> _Short exercise_: Your task is to transcribe all of the data below exactly, omitting the images.

> _Data records_:
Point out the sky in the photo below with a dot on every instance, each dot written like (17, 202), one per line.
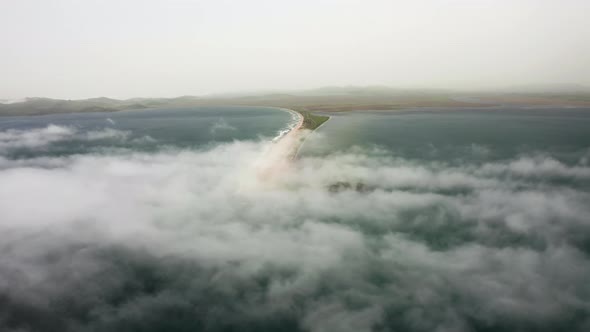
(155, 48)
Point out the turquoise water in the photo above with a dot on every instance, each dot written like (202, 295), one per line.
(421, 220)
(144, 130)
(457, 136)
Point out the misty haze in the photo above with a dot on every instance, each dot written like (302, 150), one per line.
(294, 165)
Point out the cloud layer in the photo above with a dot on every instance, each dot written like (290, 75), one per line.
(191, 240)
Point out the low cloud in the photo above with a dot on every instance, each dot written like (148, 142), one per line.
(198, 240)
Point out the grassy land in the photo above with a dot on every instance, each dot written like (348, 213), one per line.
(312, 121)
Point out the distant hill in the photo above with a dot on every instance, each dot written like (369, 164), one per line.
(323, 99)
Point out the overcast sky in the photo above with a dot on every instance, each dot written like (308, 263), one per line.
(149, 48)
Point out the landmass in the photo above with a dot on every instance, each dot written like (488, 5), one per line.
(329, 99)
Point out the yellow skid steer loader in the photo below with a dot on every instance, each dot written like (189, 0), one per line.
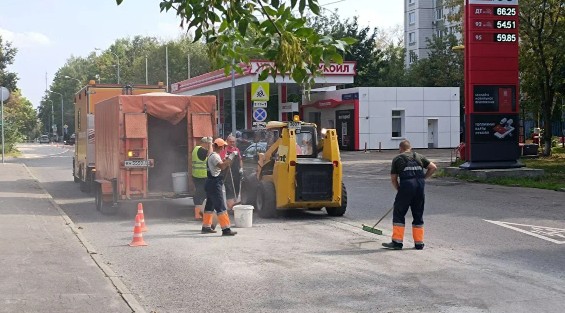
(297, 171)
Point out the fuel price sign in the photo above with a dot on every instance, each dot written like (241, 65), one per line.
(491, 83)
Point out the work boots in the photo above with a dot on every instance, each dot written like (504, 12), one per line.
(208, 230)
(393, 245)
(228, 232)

> _Right answer_:
Point out the sky in the photo below with a dot on every instance, each dot written like (17, 202), one per line.
(155, 48)
Point out the turquoise water in the photo above with a dot on every instance, each dot written like (202, 295), one per line.
(421, 220)
(144, 130)
(457, 136)
Point out the misty haze in the photo above with a dot on every instance, each dot written like (302, 150), one per line.
(294, 165)
Point out the cloud layer in the photo above with a dot on every instance, each dot written like (290, 75), one per line.
(191, 240)
Point out the low cloud in the photo above with a dot on every instance, each dot written like (148, 142), one per line.
(198, 240)
Point out the grassy land in the photo above with a dot on every instance, each dot written like (348, 213), one per line.
(312, 121)
Point out the distant hill in the photo above with a dot on every instance, each dot written like (369, 164), one per line.
(323, 99)
Point out the overcast sky in the photo above with a dot on every instance, each dot written like (308, 263), one per line.
(149, 48)
Point out the landmass in the photo above with a dot on every instance, each dot written like (488, 5), one per line.
(329, 99)
Point out the yellow skid steer loader in the photo below with a dot on every instance, each dot written like (189, 0), one per line.
(297, 171)
Point out the fuel price sign in the photo above with a dot on every instance, each dot written like (241, 65), one per line.
(491, 83)
Point out the work boots in the photo above with a dot on every instance, each dot written like (504, 12), one per line.
(208, 230)
(393, 245)
(228, 232)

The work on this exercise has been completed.